Object position labeling entries:
◆ ◆ ◆ ◆ ◆ ◆ ◆

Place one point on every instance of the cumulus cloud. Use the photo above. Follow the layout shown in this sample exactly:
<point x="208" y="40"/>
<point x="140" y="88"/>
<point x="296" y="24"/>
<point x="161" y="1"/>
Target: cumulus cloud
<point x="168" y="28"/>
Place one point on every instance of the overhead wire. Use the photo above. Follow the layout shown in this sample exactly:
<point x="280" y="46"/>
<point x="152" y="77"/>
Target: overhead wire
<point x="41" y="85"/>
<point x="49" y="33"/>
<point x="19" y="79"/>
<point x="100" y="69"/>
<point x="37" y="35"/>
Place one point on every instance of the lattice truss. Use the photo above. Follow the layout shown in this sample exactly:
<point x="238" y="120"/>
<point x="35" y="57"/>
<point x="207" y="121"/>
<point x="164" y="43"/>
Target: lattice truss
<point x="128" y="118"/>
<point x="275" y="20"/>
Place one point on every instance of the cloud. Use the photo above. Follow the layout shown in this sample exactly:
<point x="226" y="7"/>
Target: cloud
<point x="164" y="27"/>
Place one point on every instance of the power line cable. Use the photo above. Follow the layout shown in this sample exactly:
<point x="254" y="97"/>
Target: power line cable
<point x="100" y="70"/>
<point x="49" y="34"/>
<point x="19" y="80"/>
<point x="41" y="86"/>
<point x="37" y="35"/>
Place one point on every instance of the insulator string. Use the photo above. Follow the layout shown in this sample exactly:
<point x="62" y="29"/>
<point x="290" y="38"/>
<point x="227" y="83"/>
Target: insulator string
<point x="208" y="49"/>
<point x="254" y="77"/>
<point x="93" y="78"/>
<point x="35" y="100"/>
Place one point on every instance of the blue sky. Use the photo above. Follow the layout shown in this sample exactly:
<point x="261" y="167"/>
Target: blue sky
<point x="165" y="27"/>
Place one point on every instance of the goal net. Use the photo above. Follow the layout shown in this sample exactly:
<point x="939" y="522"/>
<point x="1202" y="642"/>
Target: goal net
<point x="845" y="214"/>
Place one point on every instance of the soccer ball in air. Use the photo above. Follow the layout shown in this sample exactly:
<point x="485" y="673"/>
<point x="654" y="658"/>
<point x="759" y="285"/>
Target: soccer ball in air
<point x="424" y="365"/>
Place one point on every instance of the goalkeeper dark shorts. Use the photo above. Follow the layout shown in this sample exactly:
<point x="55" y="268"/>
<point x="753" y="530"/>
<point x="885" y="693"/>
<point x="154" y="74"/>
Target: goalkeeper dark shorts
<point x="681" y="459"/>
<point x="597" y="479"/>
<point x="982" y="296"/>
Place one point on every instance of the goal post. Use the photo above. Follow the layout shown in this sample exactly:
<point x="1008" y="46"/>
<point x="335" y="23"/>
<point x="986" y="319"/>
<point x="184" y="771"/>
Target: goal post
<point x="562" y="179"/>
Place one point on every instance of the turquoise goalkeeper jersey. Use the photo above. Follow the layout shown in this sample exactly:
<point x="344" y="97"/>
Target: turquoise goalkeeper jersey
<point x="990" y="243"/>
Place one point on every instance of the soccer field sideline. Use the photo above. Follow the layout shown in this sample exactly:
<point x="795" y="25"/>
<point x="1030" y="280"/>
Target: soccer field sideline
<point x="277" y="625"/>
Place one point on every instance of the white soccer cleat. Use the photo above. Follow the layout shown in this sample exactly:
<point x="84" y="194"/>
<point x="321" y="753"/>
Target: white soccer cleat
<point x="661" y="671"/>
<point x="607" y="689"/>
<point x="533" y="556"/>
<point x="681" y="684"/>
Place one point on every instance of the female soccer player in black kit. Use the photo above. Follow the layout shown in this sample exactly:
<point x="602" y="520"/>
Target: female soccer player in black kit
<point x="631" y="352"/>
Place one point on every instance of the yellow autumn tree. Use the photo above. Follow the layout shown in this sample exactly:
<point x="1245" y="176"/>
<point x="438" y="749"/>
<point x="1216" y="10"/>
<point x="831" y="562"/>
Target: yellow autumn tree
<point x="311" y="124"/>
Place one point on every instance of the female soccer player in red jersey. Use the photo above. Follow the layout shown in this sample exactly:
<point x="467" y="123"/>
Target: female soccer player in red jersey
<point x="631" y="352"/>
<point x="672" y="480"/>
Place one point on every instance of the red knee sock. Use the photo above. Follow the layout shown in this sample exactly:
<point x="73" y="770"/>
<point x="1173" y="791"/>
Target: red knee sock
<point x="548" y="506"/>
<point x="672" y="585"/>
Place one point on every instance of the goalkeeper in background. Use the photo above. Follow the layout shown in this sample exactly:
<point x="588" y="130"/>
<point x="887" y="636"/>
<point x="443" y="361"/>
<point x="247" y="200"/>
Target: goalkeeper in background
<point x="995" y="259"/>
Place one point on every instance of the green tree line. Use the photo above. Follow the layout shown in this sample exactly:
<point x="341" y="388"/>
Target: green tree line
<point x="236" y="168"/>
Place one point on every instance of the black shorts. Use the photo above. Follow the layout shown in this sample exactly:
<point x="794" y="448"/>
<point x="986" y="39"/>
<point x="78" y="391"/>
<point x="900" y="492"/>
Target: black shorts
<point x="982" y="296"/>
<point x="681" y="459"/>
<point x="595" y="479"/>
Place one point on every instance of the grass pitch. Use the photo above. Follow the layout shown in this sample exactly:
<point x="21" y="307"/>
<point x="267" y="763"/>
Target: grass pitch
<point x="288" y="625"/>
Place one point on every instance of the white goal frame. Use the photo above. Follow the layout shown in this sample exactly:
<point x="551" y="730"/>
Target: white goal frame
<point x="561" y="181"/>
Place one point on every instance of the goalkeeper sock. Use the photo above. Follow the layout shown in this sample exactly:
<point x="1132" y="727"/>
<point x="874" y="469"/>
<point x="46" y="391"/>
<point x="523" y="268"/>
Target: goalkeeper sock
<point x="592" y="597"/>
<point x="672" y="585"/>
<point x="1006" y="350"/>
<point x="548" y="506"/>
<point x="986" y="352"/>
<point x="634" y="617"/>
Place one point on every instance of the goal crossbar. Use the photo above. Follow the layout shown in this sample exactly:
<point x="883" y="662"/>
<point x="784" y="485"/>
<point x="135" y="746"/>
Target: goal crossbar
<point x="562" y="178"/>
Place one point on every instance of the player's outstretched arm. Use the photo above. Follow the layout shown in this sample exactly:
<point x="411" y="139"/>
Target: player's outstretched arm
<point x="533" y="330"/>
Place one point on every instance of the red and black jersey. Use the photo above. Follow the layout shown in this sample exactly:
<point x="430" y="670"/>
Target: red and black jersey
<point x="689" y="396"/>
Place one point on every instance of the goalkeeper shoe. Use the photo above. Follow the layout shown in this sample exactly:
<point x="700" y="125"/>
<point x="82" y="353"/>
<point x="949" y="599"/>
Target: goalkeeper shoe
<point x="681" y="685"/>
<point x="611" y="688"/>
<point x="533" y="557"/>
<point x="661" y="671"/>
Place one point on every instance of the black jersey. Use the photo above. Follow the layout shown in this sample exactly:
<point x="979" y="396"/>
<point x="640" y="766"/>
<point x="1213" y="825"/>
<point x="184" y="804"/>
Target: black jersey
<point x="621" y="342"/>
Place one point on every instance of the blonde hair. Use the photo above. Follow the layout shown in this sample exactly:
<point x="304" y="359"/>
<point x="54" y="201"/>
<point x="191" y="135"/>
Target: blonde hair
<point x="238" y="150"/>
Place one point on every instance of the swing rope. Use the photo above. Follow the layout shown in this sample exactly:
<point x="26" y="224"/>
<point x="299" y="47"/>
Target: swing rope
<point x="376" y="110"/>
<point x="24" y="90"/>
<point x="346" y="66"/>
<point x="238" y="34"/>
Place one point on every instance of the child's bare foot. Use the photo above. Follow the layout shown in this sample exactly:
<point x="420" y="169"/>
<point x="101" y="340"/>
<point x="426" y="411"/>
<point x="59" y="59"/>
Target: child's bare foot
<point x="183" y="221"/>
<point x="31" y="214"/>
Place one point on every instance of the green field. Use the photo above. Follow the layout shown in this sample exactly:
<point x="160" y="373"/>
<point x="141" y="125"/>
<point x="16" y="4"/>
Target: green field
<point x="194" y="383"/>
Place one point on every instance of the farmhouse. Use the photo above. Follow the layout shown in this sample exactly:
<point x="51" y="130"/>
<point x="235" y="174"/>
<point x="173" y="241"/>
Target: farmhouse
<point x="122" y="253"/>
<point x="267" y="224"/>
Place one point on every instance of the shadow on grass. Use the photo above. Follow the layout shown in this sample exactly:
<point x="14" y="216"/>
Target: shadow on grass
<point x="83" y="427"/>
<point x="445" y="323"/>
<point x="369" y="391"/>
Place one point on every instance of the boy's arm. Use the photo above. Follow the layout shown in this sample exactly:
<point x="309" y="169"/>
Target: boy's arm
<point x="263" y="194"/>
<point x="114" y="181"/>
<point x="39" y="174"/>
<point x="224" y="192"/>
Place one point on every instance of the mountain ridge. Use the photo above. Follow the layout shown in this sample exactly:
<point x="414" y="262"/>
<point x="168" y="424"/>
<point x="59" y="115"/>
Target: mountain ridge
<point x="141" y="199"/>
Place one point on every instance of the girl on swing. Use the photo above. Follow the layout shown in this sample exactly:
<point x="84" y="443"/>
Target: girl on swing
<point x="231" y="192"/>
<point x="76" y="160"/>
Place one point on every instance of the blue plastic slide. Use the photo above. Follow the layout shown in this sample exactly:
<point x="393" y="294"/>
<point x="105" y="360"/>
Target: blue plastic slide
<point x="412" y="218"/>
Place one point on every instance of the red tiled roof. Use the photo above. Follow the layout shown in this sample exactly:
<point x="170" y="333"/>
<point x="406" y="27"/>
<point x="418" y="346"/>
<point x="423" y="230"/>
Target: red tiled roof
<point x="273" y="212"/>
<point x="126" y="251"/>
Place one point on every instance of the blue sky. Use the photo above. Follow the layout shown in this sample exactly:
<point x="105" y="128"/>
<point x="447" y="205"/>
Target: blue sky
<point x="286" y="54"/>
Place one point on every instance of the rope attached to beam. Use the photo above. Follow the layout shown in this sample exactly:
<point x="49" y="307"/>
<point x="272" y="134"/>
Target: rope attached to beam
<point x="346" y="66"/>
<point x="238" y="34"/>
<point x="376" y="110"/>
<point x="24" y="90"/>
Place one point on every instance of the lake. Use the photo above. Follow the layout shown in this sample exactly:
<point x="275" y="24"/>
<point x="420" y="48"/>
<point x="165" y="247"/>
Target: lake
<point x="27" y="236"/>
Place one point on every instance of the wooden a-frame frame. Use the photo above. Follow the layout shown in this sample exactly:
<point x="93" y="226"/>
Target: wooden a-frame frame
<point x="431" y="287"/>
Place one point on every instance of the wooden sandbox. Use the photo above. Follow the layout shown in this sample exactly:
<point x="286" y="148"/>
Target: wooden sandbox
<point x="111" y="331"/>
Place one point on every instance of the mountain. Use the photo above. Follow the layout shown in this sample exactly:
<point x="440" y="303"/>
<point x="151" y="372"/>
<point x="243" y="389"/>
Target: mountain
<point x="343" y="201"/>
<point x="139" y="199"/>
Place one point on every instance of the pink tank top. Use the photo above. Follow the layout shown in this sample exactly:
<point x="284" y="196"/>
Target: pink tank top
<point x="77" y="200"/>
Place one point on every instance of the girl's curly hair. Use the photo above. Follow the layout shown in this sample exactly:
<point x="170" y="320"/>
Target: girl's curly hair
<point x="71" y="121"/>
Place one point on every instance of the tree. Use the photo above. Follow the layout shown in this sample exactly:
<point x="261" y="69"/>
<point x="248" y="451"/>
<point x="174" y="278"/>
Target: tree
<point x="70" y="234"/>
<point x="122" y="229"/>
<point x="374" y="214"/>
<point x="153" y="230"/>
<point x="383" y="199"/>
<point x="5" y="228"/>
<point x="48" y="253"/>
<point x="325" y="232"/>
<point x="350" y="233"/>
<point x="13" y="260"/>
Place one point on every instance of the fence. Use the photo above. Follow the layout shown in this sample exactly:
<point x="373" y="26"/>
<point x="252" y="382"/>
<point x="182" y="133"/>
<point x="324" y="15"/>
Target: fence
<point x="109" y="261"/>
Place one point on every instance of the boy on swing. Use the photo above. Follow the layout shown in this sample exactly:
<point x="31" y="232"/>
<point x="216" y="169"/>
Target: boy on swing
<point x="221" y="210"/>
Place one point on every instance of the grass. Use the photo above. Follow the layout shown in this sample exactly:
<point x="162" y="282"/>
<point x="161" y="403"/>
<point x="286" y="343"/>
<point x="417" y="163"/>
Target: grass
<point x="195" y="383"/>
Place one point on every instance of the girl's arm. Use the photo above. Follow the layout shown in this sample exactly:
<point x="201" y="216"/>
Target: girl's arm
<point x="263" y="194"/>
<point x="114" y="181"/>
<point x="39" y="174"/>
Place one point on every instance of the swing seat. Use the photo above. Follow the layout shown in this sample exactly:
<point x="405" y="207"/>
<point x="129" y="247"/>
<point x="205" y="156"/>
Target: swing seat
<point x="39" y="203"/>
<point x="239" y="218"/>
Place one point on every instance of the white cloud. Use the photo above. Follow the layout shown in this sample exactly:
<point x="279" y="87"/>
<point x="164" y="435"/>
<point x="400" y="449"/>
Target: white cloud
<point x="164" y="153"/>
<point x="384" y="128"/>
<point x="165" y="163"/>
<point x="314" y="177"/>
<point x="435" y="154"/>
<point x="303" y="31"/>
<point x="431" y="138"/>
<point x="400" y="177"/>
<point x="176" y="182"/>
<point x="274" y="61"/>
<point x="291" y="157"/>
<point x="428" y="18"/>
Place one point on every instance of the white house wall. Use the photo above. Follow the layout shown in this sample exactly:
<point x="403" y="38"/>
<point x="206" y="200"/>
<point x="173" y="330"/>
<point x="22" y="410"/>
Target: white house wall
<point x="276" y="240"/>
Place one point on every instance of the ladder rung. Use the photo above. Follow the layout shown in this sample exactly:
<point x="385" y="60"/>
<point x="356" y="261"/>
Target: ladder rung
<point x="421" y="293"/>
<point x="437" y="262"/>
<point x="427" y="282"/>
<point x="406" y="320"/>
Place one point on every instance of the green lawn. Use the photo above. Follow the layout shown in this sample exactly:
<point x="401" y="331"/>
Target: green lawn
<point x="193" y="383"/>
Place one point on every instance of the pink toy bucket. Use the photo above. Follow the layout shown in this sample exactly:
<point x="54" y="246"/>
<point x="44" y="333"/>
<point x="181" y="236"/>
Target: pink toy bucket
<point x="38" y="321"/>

◆ ◆ ◆ ◆ ◆ ◆ ◆

Work to do - Transcribe the records above exactly, but only from the line that contains "Place one point on every instance of the swing seat." through their final line, inclusive.

Exercise response -
Place one point on every instance of the swing seat. Use the photo above. Follow the layout shown in this sample exactly:
<point x="405" y="207"/>
<point x="129" y="247"/>
<point x="205" y="156"/>
Target: swing seat
<point x="39" y="203"/>
<point x="239" y="218"/>
Place one point on every instance of the white cloud. Use the photo above. Follow the layout shown in this sample exactly:
<point x="279" y="87"/>
<point x="164" y="435"/>
<point x="400" y="449"/>
Target: white cloud
<point x="164" y="153"/>
<point x="384" y="128"/>
<point x="165" y="163"/>
<point x="314" y="177"/>
<point x="435" y="154"/>
<point x="303" y="31"/>
<point x="431" y="138"/>
<point x="400" y="177"/>
<point x="176" y="182"/>
<point x="274" y="61"/>
<point x="291" y="157"/>
<point x="428" y="18"/>
Place one point on every instance of the white house wall. Use the photo above. Follow the layout shown in this sample exactly:
<point x="403" y="38"/>
<point x="206" y="200"/>
<point x="173" y="330"/>
<point x="22" y="410"/>
Target: white house wall
<point x="276" y="240"/>
Place one point on every instance of the ladder rung. Use the photo above. Follow the layout shown in this sample exactly:
<point x="385" y="60"/>
<point x="356" y="261"/>
Target: ladder rung
<point x="421" y="293"/>
<point x="437" y="262"/>
<point x="427" y="282"/>
<point x="406" y="320"/>
Place one point on every instance of the green lawn. Use the photo above. Follow the layout shown in this sample exactly:
<point x="401" y="331"/>
Target: green lawn
<point x="193" y="383"/>
Place one point on every instance of the pink toy bucket. Use the photo above. Follow the layout shown in this sample exactly:
<point x="54" y="246"/>
<point x="44" y="333"/>
<point x="181" y="236"/>
Target: pink toy bucket
<point x="38" y="321"/>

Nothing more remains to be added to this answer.